Referring expression data:
============================================================
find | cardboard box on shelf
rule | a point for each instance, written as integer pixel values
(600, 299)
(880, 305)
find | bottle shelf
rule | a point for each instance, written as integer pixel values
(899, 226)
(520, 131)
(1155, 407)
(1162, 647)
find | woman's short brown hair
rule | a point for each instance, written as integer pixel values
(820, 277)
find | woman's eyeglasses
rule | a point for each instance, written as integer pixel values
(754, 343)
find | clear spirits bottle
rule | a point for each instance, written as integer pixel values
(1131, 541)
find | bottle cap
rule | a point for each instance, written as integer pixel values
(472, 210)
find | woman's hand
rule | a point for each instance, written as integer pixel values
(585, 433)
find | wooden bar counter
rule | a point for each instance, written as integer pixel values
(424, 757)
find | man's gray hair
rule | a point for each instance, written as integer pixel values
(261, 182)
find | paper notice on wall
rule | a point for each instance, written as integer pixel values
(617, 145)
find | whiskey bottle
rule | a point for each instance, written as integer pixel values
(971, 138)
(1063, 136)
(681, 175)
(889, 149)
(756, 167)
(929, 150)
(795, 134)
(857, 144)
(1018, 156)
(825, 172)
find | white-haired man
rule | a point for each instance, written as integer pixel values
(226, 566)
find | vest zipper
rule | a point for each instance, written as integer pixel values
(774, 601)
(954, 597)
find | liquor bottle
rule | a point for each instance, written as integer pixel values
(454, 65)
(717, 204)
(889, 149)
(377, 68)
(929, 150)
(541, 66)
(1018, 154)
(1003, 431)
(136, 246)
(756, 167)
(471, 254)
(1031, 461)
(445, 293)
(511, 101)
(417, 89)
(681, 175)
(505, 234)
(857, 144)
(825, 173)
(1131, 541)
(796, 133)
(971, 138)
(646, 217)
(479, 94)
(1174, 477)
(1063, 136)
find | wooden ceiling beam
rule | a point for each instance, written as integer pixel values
============================================================
TASK OBJECTIVE: Each entry must appear again in the answer exactly as written.

RESULT FOR THIS EXERCISE:
find | cardboard box on shelf
rule | a point for each instance, written as integer pixel values
(600, 299)
(880, 305)
find | bottle shelf
rule | a point for each instance, written as integer pixel values
(899, 226)
(520, 131)
(1155, 407)
(1162, 647)
find | woman's short brown hair
rule | a point for each instance, written as integer pixel values
(820, 277)
find | woman's eyeglasses
rule | a point for each instance, written as integer pixel values
(754, 343)
find | clear spirits bottle
rule | a point for each instance, written as integer pixel values
(1131, 541)
find | bottle cap
rule | a point for each instance, written as integer pixel values
(472, 210)
find | woman's hand
rule | a point for each instance, written as integer pixel values
(585, 433)
find | wooden bar counter
rule | a point for each instance, written as integer pixel values
(424, 757)
find | man's gray hair
rule | a point for each instance, written as integer pixel values
(261, 182)
find | paper notice on wall
rule | a point for each instance, written as integer pixel values
(617, 145)
find | whiskey bottle
rule | a point for each instance, written as integer pixel values
(971, 138)
(1063, 136)
(681, 175)
(889, 149)
(756, 167)
(929, 150)
(795, 134)
(857, 144)
(1018, 156)
(825, 172)
find | white-haired man
rule | a point for each instance, written as integer pixel values
(226, 566)
find | vest zipper
rule | a point for each instance, written as integer pixel values
(774, 601)
(954, 597)
find | liquor bottle
rule | a point for each instance, written as integer pixel values
(454, 65)
(717, 204)
(889, 149)
(377, 68)
(929, 150)
(541, 66)
(1018, 154)
(1003, 431)
(136, 246)
(756, 167)
(471, 254)
(1031, 461)
(445, 293)
(511, 101)
(417, 89)
(681, 175)
(505, 234)
(857, 144)
(825, 173)
(1131, 541)
(796, 133)
(971, 138)
(646, 217)
(479, 94)
(1174, 477)
(1063, 136)
find | wooden ceiling beam
rule | a point for each instance, written as integer pixel values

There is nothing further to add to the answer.